__Text section__:
*** Block opens ***
August 20, 2020
Antivirus software, VPNs, firewalls, strong passwords, two-factor authentication, and other cybersecurity protections are just a few of the measures we take to protect our personal information from malicious cyber thieves. Another security option is encryption, which is when data is converted to an indecipherable code as it travels through the internet. It may travel in code, but it doesn’t usually stay that way.
What Are Encryption Keys?
Data and messages are both encrypted and decrypted with the help of unique “keys.” These keys are strings of randomized numbers that either lock/encrypt the information to scramble it (into what’s known as ciphertext) or unlock/decrypt the information, turning it back into the message’s original, readable form (called plaintext).
Think of encryption keys like combinations to a lock. The sender (be it a third-party software or the service they’re using) creates the combination to lock the message then sends it on. Only the right combination of numbers can open the file, message, release the data, etc., to who is authorized to see it. Here’s a great video for a more in-depth explanation of encryption keys.
What Is End-to-End Encryption?
Just like there is more than one type of encryption key, there is also more than one type of encryption. Recently, you may have heard the term end-to-end encryption floating around with the increase in popularity of messaging apps like Signal and video conferencing services like Zoom. End-to-End Encryption (or E2EE) scrambles the message before it’s sent off rather than in transit like basic encryption.
Still, only the users participating in the communication can read it. So that way, the communication is encrypted when it leaves, encrypted in transit, and encrypted when it’s delivered to the recipient’s device, which is safer than standard encryption. It reduces the chance that a third party (like the service you’re sending the message through) has access to any of the decryption keys.
Overall, encryption is no longer just a tool for decoder rings, secret spies, militaries, or royalty. When you use encryption to protect your information, you’re also prioritizing your internet privacy. And that’s the real key to staying safe on the internet.
*** Block closes ***
__Supplied records__:
*** Block opens ***
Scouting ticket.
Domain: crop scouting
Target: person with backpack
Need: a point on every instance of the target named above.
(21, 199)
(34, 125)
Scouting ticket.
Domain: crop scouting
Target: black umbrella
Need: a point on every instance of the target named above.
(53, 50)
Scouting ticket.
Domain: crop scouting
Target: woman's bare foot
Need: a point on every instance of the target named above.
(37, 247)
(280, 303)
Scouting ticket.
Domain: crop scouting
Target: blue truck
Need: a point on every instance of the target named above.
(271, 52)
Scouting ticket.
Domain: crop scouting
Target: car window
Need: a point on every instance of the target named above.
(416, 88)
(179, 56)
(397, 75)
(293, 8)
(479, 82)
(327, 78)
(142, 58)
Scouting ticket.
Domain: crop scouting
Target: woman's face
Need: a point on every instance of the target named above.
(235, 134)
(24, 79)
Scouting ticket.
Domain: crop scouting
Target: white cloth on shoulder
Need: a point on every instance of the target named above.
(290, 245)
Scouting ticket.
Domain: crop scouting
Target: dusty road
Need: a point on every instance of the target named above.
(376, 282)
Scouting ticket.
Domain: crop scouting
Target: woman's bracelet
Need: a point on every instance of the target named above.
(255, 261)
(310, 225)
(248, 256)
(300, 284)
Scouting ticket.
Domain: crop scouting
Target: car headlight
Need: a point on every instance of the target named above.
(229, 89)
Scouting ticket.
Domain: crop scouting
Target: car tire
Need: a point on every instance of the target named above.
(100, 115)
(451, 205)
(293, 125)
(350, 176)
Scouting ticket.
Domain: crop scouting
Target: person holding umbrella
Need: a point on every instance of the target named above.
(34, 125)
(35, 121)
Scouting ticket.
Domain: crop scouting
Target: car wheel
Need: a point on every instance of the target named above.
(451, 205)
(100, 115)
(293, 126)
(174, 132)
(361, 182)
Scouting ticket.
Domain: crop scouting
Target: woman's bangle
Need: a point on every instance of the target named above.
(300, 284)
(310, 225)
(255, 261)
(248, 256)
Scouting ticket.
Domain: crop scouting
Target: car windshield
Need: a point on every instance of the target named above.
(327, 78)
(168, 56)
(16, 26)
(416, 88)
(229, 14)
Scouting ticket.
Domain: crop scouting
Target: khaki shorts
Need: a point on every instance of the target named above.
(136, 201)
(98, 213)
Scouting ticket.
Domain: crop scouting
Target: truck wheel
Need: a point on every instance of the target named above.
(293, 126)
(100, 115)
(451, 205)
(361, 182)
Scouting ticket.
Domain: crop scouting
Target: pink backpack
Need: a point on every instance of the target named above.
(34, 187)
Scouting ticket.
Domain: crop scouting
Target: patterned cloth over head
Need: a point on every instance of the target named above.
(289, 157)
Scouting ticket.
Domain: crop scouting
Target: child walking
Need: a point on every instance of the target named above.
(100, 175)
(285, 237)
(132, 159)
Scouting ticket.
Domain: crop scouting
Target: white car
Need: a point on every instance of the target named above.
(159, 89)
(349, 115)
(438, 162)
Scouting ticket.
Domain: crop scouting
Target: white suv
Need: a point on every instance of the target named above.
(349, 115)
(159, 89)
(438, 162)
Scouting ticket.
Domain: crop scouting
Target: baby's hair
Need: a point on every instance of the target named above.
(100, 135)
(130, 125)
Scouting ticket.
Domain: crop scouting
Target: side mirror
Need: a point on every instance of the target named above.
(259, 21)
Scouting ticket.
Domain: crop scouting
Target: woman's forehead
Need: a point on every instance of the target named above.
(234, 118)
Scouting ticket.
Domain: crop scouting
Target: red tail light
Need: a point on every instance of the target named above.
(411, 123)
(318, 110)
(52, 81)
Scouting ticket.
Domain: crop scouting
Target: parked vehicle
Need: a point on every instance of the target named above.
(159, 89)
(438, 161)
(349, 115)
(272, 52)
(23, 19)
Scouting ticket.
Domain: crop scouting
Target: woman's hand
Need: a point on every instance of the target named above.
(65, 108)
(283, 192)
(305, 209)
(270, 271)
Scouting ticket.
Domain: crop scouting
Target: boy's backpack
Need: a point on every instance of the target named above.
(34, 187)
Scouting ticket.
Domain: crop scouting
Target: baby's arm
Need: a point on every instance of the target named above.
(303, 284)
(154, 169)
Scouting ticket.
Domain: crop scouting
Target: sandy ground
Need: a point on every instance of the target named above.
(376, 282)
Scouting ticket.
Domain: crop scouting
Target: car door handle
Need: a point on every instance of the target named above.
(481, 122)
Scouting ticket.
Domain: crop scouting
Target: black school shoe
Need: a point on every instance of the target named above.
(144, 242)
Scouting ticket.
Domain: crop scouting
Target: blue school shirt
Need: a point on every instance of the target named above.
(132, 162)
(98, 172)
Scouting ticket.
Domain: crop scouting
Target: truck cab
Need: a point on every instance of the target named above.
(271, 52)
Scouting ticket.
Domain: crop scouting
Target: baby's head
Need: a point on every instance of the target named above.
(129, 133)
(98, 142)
*** Block closes ***
*** Block opens ***
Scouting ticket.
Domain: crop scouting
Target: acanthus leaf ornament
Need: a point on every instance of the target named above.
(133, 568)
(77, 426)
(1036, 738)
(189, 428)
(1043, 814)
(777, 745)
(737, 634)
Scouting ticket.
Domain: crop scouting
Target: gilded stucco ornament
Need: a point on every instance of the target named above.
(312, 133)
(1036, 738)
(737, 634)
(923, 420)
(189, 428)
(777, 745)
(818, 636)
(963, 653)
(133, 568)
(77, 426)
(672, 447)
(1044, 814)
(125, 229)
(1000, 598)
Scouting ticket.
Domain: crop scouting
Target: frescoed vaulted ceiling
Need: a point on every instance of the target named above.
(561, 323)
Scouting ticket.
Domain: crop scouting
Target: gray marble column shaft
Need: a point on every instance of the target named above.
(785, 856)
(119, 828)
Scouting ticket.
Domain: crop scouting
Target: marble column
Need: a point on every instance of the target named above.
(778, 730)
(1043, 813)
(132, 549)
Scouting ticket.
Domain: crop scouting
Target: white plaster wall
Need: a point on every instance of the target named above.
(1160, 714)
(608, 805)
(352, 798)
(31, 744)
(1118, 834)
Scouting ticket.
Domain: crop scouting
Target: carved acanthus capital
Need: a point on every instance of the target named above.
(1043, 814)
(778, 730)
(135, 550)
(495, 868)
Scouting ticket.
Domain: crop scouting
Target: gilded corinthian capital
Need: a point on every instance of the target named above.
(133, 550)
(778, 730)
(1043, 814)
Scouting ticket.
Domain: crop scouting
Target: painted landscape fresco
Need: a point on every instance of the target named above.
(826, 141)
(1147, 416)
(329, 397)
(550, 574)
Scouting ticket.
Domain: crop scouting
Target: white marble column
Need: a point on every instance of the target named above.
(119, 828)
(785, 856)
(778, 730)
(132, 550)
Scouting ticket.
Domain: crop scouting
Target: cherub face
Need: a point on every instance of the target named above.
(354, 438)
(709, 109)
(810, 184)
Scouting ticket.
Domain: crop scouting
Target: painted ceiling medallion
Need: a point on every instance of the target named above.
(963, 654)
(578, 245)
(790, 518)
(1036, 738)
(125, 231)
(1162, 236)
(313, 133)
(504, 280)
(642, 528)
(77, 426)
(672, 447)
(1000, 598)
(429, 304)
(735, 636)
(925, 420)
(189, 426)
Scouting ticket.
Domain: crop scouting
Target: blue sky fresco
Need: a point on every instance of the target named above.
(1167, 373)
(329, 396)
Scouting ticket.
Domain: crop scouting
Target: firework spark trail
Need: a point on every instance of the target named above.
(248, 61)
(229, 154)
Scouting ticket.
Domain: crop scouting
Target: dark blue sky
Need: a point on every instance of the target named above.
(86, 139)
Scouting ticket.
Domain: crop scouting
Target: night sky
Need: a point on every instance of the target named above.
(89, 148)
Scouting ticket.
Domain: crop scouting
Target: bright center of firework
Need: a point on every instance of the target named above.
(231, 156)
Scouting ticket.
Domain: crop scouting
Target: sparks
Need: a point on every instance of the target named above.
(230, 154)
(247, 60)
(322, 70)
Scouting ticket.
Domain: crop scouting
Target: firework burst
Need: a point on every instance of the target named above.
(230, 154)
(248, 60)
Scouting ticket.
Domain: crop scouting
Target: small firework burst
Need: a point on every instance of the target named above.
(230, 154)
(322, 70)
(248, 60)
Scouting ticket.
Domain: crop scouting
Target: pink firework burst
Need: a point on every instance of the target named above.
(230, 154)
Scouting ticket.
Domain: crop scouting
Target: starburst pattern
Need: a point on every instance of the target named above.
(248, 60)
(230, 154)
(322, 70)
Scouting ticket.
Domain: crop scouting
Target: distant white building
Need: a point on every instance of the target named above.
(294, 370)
*** Block closes ***
*** Block opens ***
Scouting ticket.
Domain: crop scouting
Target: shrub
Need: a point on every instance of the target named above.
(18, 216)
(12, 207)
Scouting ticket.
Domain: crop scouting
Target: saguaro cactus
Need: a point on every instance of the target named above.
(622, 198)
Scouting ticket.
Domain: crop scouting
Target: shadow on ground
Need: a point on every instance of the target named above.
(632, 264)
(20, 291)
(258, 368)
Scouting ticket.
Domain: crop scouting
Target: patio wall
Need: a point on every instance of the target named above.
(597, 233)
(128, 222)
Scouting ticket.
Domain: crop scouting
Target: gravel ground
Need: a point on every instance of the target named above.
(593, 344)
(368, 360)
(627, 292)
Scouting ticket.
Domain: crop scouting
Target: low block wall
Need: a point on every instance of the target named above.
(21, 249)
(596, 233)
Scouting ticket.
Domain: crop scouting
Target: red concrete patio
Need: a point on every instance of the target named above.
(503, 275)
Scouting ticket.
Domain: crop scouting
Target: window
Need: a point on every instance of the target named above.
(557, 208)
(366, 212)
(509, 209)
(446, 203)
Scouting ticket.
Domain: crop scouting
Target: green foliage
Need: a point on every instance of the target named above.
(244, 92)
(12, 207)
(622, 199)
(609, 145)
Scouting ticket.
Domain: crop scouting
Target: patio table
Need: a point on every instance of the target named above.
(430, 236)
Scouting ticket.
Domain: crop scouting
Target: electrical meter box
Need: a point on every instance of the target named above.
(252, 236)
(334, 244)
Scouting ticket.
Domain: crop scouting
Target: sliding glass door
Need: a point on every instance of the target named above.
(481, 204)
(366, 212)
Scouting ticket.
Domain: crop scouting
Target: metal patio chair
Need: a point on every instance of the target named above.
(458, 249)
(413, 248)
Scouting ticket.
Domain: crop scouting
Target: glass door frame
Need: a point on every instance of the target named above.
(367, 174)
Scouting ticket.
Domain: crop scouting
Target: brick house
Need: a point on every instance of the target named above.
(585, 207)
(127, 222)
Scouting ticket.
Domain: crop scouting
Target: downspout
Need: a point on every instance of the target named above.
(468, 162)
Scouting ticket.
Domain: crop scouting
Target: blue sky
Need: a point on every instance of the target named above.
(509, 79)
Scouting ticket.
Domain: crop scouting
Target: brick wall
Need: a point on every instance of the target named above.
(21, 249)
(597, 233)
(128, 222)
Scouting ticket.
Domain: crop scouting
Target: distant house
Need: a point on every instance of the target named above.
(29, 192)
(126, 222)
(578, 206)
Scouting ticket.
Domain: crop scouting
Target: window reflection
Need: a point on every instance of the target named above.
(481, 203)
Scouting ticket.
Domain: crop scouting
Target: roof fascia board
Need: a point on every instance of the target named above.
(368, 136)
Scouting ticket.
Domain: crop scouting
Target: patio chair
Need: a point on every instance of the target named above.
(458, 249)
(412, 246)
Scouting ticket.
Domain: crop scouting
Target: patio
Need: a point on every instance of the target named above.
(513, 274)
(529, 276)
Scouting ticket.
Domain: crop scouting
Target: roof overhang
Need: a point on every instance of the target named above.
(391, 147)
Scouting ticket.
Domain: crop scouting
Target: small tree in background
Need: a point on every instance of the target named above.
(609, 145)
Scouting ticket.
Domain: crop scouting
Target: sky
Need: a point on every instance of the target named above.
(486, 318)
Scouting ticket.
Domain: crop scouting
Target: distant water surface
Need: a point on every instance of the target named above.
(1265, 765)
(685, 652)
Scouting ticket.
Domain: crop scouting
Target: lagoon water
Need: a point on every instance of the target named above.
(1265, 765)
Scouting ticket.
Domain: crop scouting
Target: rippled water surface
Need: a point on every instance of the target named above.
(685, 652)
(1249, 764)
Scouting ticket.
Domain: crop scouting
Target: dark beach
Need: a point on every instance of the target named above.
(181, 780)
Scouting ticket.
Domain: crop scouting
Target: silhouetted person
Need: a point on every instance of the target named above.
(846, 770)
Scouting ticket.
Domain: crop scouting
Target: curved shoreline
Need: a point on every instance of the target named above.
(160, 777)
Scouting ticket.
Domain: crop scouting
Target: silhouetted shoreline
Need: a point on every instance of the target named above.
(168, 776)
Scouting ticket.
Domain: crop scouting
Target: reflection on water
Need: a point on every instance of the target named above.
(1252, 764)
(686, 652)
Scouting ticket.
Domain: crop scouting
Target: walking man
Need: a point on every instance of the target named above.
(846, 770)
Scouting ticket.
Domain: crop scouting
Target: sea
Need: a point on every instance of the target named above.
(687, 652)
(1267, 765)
*** Block closes ***
__Problem set__:
(1) Reproduce the encryption article starting at "Data and messages" and ending at "form (called plaintext).".
(2) Sum up the encryption article in two sentences.

__Solved problems__:
(1)
Data and messages are both encrypted and decrypted with the help of unique “keys.” These keys are strings of randomized numbers that either lock/encrypt the information to scramble it (into what’s known as ciphertext) or unlock/decrypt the information, turning it back into the message’s original, readable form (called plaintext).

(2) Encryption converts data into an indecipherable code as it travels through the internet, using unique keys (strings of randomized numbers) to lock it into ciphertext or unlock it back into readable plaintext. End-to-end encryption scrambles a message before it is sent, keeping it encrypted when it leaves, in transit, and on delivery, which is safer than standard encryption and reduces the chance that a third party has access to the decryption keys.